§ Written task:
Convert every one of the entries below into a Markdown table with two columns, "Row" for a running number and "Line" for the line itself. Leave out the blank lines.

==== Material for this task

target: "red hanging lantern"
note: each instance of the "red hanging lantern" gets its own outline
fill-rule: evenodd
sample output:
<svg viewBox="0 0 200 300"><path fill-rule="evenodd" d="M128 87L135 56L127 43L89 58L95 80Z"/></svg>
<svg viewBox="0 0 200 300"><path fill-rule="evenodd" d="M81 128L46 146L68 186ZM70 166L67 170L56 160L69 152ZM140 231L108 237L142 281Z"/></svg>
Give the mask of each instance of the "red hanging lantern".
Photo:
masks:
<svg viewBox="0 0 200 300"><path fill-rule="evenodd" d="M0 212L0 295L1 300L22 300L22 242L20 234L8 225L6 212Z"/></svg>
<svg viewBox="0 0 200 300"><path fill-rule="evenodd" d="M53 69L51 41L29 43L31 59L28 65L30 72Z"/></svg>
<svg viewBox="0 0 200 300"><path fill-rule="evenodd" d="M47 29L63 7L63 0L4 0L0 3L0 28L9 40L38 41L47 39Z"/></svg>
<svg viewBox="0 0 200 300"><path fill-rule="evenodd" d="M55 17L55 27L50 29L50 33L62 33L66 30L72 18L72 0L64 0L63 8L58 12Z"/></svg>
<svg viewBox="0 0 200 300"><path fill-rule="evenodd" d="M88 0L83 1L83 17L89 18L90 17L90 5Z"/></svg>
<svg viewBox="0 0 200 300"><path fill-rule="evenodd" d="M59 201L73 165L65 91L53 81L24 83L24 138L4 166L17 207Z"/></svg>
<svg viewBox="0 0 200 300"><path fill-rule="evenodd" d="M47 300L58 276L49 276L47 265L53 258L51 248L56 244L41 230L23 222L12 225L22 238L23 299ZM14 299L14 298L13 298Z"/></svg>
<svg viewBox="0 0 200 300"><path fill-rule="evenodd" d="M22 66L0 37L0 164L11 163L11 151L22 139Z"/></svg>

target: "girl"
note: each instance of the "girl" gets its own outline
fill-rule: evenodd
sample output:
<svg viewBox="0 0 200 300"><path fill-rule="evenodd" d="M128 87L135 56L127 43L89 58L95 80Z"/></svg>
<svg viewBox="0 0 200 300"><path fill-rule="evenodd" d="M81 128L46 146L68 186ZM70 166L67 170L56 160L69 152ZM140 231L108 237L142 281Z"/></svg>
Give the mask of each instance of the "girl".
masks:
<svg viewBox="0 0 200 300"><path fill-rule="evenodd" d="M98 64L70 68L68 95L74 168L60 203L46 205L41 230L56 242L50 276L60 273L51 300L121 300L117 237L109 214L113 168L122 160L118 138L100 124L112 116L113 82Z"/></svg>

========

§ The result:
| Row | Line |
|---|---|
| 1 | target: "red hanging lantern" |
| 2 | note: each instance of the "red hanging lantern" gets its own outline |
| 3 | fill-rule: evenodd |
| 4 | sample output: |
| 5 | <svg viewBox="0 0 200 300"><path fill-rule="evenodd" d="M128 87L135 56L127 43L89 58L95 80Z"/></svg> |
| 6 | <svg viewBox="0 0 200 300"><path fill-rule="evenodd" d="M81 128L46 146L68 186ZM70 166L67 170L56 160L69 152ZM140 231L108 237L142 281Z"/></svg> |
| 7 | Give the mask of each instance of the "red hanging lantern". |
| 8 | Photo: |
| 9 | masks: |
| 10 | <svg viewBox="0 0 200 300"><path fill-rule="evenodd" d="M0 212L0 295L1 300L22 300L22 242L20 234L8 225L6 212Z"/></svg> |
| 11 | <svg viewBox="0 0 200 300"><path fill-rule="evenodd" d="M53 69L51 41L29 43L31 59L28 65L30 72Z"/></svg> |
| 12 | <svg viewBox="0 0 200 300"><path fill-rule="evenodd" d="M47 29L63 7L63 0L4 0L0 3L0 28L9 40L38 41L47 39Z"/></svg> |
| 13 | <svg viewBox="0 0 200 300"><path fill-rule="evenodd" d="M55 17L55 27L50 29L50 33L62 33L66 30L72 18L72 0L64 0L63 8L58 12Z"/></svg> |
| 14 | <svg viewBox="0 0 200 300"><path fill-rule="evenodd" d="M88 0L83 1L83 17L89 18L90 17L90 5Z"/></svg> |
| 15 | <svg viewBox="0 0 200 300"><path fill-rule="evenodd" d="M59 201L73 165L65 91L53 81L24 83L24 138L4 166L17 207Z"/></svg> |
| 16 | <svg viewBox="0 0 200 300"><path fill-rule="evenodd" d="M47 300L58 276L49 276L47 265L53 258L51 248L56 244L41 230L23 222L12 225L22 238L23 299ZM14 299L14 298L13 298Z"/></svg> |
| 17 | <svg viewBox="0 0 200 300"><path fill-rule="evenodd" d="M22 66L0 37L0 164L11 163L11 151L22 139Z"/></svg> |
| 18 | target: "girl" |
| 19 | note: each instance of the "girl" gets its own outline |
| 20 | fill-rule: evenodd |
| 21 | sample output: |
| 22 | <svg viewBox="0 0 200 300"><path fill-rule="evenodd" d="M128 87L135 56L127 43L89 58L95 80Z"/></svg> |
| 23 | <svg viewBox="0 0 200 300"><path fill-rule="evenodd" d="M81 128L46 146L68 186ZM70 166L67 170L56 160L69 152ZM140 231L108 237L142 281Z"/></svg> |
| 24 | Give the mask of each instance of the "girl". |
| 25 | masks: |
| 26 | <svg viewBox="0 0 200 300"><path fill-rule="evenodd" d="M98 64L70 68L68 95L74 168L60 203L46 205L41 230L56 242L50 276L60 273L51 300L121 300L117 237L109 214L113 168L122 160L118 138L100 124L112 116L113 82Z"/></svg> |